Work order A: Can you reproduce word for word the part of the excerpt on scene graph representation and reasoning that opens with the words containing "Open-vocabulary capability is" and closes with "neighbors are traversed)."?
Work order B: Could you write the next passage of the excerpt on scene graph representation and reasoning, starting right after its final sentence?

Document extract:
6. Representation, Reasoning, and Evaluation
Node and edge attributes in HPSG fuse geometric descriptors (normals, offsets, convex hull area, bounding box position) with semantic text embeddings (captioning via VLM and LLM refinement) (Feng et al., 11 Nov 2025). For scene reasoning, spatial relation edges are constructed either by geometric analysis or by querying pretrained LLMs on feature-enriched prompts.
Open-vocabulary capability is a notable attribute: object nodes carry unconstrained natural language descriptions, supporting free-form semantic queries. The multi-level graph architecture shortens reasoning chains, reducing contextual noise for LLMs (e.g., to locate items "on the wooden desk in this office", only the local subgraph neighbors are traversed).

Dataset:
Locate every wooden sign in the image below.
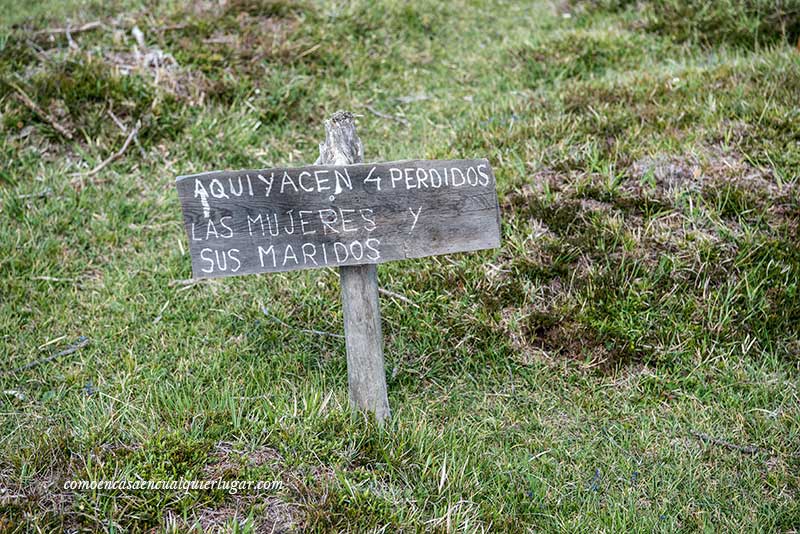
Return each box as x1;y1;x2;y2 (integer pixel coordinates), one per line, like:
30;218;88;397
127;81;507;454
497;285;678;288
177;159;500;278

---

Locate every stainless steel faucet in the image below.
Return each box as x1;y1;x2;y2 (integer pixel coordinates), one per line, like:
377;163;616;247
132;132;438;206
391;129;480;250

Final answer A:
Open-vocabulary capability is a notable attribute: object nodes carry unconstrained natural language descriptions, supporting free-form semantic queries. The multi-level graph architecture shortens reasoning chains, reducing contextual noise for LLMs (e.g., to locate items "on the wooden desk in this office", only the local subgraph neighbors are traversed).

Final answer B:
Evaluation is performed with metrics such as Exact Match@1 (EM@1) for query accuracy and per-query LLM runtime for efficiency. On Space3D-Bench, HPSG achieves a 28.7% EM@1 improvement and a 78.2% speedup over flat ConceptGraphs (Feng et al., 11 Nov 2025). Additional metrics used in support graph construction include spectral errors based on normalized Laplacian eigenvalues and Cheeger bounds, comparing generated graphs to ground-truth via symmetrization.
7. Scalability, Extensions, and Future Prospects
HPSGs are scalable: the root node in the support graph ensures topological connectivity, guaranteeing invertibility of the Laplacian and facilitating robust graph-theoretic computation (Ma et al., 22 Apr 2024). Extension beyond planar primitives is possible, pending definition of adjacency rules and contact pattern dictionaries for other surface types (e.g., cylinders, spheres).
Task-adaptive subgraph extraction, as implemented in Sparse3DPR, dynamically filters irrelevant context in response to queries, further improving inference efficiency (Feng et al., 11 Nov 2025). A plausible implication is HPSG’s appropriateness for deploying in open-ended real-world reasoning systems, especially where generalization and robustness from sparse data are required.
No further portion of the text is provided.